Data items
....
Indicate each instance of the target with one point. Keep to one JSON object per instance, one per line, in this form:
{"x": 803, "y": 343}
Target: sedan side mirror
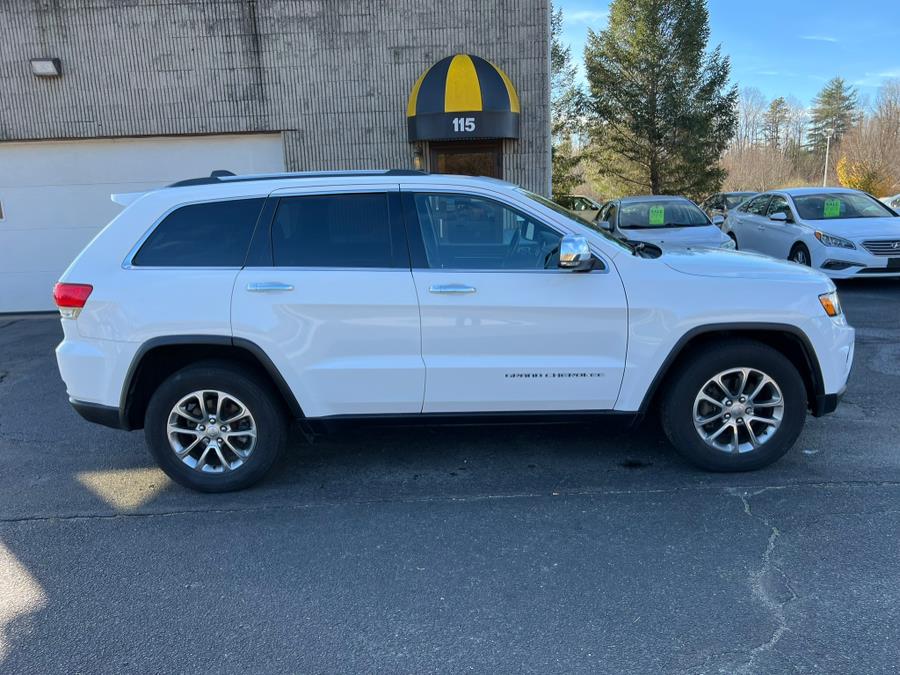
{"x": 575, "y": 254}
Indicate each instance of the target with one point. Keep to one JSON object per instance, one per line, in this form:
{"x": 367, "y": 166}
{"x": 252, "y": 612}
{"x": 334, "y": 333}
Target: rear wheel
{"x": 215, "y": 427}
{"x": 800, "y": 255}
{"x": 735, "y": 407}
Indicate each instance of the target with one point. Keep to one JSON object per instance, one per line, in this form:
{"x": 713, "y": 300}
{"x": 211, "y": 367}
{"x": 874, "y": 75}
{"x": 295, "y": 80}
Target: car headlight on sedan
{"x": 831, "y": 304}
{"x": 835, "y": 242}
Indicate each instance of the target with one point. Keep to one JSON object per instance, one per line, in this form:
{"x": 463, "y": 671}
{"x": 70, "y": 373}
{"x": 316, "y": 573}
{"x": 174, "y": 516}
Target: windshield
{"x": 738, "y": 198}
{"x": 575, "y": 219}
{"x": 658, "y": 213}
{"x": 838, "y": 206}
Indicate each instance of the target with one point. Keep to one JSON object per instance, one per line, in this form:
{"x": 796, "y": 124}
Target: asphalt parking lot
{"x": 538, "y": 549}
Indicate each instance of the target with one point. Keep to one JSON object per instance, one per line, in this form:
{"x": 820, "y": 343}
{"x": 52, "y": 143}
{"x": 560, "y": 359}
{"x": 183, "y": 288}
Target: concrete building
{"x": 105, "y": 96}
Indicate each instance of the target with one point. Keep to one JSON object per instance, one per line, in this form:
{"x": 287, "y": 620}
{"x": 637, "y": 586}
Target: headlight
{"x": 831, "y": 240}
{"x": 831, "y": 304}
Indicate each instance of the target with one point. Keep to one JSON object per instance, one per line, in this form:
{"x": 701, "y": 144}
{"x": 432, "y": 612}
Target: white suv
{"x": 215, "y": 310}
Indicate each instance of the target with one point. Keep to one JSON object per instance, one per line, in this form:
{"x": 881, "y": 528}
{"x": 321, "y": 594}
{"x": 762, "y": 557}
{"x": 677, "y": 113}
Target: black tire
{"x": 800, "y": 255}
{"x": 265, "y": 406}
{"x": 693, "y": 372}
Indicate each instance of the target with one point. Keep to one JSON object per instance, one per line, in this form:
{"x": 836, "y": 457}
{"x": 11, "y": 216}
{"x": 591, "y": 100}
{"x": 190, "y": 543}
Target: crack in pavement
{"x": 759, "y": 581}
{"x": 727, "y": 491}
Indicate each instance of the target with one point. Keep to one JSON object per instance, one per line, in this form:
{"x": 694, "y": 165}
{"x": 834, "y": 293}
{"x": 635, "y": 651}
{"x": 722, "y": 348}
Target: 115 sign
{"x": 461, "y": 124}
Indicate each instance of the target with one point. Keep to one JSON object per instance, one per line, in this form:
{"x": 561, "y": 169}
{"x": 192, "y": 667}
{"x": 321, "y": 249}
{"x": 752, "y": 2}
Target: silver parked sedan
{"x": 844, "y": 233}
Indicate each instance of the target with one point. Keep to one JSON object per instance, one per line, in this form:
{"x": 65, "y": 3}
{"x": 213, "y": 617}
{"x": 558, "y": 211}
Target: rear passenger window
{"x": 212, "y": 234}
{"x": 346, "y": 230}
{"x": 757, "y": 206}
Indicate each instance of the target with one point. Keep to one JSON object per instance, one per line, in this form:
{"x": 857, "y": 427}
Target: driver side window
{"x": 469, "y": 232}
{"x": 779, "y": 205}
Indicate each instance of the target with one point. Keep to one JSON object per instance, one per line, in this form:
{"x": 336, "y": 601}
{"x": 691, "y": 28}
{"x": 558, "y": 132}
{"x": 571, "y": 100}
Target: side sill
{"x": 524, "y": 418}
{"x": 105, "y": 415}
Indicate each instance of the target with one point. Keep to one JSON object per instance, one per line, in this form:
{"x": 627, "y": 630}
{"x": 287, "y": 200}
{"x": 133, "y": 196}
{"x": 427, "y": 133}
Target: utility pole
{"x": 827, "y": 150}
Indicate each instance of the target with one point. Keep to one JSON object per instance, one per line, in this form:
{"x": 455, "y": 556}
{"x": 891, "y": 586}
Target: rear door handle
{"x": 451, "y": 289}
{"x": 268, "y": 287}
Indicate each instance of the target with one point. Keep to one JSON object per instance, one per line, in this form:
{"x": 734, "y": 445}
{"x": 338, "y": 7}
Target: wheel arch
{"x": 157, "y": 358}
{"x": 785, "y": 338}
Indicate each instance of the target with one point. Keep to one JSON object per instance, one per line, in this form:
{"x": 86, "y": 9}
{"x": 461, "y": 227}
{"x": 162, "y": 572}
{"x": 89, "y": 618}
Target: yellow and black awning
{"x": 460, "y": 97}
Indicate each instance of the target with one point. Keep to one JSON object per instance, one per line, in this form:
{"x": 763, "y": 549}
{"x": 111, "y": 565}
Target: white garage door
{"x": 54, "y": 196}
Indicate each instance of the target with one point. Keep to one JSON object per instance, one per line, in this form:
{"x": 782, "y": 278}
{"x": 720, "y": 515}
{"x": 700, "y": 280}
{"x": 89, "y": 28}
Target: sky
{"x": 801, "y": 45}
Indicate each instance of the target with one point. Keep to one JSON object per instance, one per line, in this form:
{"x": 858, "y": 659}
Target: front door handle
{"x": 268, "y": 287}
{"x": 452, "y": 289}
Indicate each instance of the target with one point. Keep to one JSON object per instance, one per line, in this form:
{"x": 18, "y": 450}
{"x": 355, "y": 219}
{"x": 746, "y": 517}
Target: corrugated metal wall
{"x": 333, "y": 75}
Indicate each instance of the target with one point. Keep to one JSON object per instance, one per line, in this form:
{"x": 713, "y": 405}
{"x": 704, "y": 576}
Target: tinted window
....
Stated exercise
Report each line of the records above that contains the word "headlight", copying the whole line. A match must have the same capitalization.

Response for this exercise
Target: car headlight on sedan
Target: headlight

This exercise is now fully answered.